The 43rd Guillermo Mendoza Memorial Scholarship Foundation Box Office Entertainment Awards (GMMSF-BOEA) is a part of the annual awards in the Philippines held on April 29, 2012. The award-giving body honors Filipino actors, actresses and other performers' commercial success, regardless of artistic merit, in the Philippine entertainment industry.

Winners selection
On April 14, the Guillermo Mendoza Memorial Scholarship Foundation board of jurors met in the Danes Publishing House, Mindanao Avenue in Quezon City and deliberated for this year's winners. They added two new categories: the "Phenomenal Box Office Star" which will be first received by Vice Ganda for his film The Unkabogable Praybeyt Benjamin; and the "Box Office Tandem" to Vic Sotto and Ai Ai delas Alas for collaborating in Enteng Ng Ina Mo film. The former received the highest box office returns in 2011, with P332 million gross, while the latter received the highest gross during the 2011 Metro Manila Film Festival, with P237.88 gross from December 25 to January 7.

The winners were chosen from the Top 10 Philippine films of 2011, top-rating shows in Philippine television, top recording awards received by singers, and top gross receipts of concerts and performances.

Award ceremony

On April 29, 2012 at RCBC Plaza in Makati, Philippines, the 43rd Box Office Entertainment Awards night was held, produced by the Airtime Marketing of Tessie Celestino. The event will, then, be aired on May 6 at Sunday's Best on ABS-CBN.

Awards

Major awards
Phenomenal Box Office Star - Vice Ganda (The Unkabogable Praybeyt Benjamin)
Box Office King - Derek Ramsay (No Other Woman)
Box Office Queens - Anne Curtis and Cristine Reyes (No Other Woman)
Box Office Tandem - Vic Sotto and Ai Ai delas Alas (Enteng Ng Ina Mo)
Male Concert Performer of the Year - Vice Ganda
Female Concert Performer of the Year - Toni Gonzaga
Male Recording Artist of the Year - Christian Bautista
Female Recording Artist of the Year - Angeline Quinto

Film category
Film Actor of the Year - Aga Muhlach (In the Name of Love)
Film Actress of the Year - Angel Locsin (In the Name of Love)
Prince of Philippine Movies - Gerald Anderson (Catch Me, I'm in Love)
Princess of Philippine Movies - Sarah Geronimo (Catch Me, I'm in Love)
Most Promising Male Star of the Year - Rocco Nacino 
Most Promising Female Star of the Year - Solenn Heussaff
Most Popular Film Producers - Star Cinema and Viva Films
Most Popular Film Director - Wenn Deramas (The Unkabogable Praybeyt Benjamin)
Most Popular Screenwriter - Wenn Deramas and Keiko Aquino (The Unkabogable Praybeyt Benjamin)

=======

Written exercise a: Could you convert each line of the entries below into a JSON list of strings, one string per line, with blank lines omitted?

=======

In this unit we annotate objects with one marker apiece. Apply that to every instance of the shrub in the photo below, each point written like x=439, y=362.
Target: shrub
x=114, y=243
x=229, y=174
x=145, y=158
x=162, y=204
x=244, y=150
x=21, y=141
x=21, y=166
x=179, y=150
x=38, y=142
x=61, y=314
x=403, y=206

=======

Written exercise b: Can you carry on the article about the 43rd Box Office Entertainment Awards from the point where it stops?

Exercise answer a:
[
  "In this unit we annotate objects with one marker apiece. Apply that to every instance of the shrub in the photo below, each point written like x=439, y=362.",
  "Target: shrub",
  "x=114, y=243",
  "x=229, y=174",
  "x=145, y=158",
  "x=162, y=204",
  "x=244, y=150",
  "x=21, y=141",
  "x=21, y=166",
  "x=179, y=150",
  "x=38, y=142",
  "x=61, y=314",
  "x=403, y=206"
]

Exercise answer b:
Music category
Promising Male Singer/Performer - Elmo Magalona
Promising Female Singer/Performer - Julie Anne San Jose
Most Popular Recording/Performing Group - Parokya ni Edgar
Most Promising Recording/Performing Group - ASAP Boys R Boys
Most Popular Male Novelty Singer - Jose Manalo and Wally Bayola
Most Popular Female Novelty Singer - Anne Curtis (Annebisyosa)

Television category
Prince of Philippine Television - Coco Martin (Minsan Lang Kita Iibigin - ABS-CBN)
Princess of Philippine Television - Kim Chiu (My Binondo Girl - ABS-CBN)
Most Popular Loveteam in Movies and Television - Enchong Dee and Erich Gonzales (ABS-CBN)
Most Promising Loveteam for Movies and TV - Bea Binene and Jake Vargas (GMA-7) 
Most Popular Male Child Performer - Bugoy Cariño (100 Days to Heaven - ABS-CBN)
Most Popular Female Child Performer - Xyriel Manabat (100 Days to Heaven - ABS-CBN)
Most Popular TV Program News & Public Affairs - 24 Oras (GMA-7)
Most Popular TV Program Drama Series - 100 Days to Heaven (ABS-CBN)
Most Popular TV Program Musical Variety - Eat Bulaga! (GMA-7)
Most Popular TV Program Talent Search/Reality - Talentadong Pinoy (TV5)

Special awards
Bert Marcelo Lifetime Achievement Award - Jose Manalo and Wally Bayola
Comedy Actor of the Year - John Lapus
Comedy Actress of the Year - Eugene Domingo
Outstanding Government Service Award - Laguna Governor ER Ejercito
Global Achievement by a Filipino Artist - Apl De Ap

Multiple awards

Individuals with multiple awards 
The following individual names received two or more awards:

*Note: Special Award winners are not included.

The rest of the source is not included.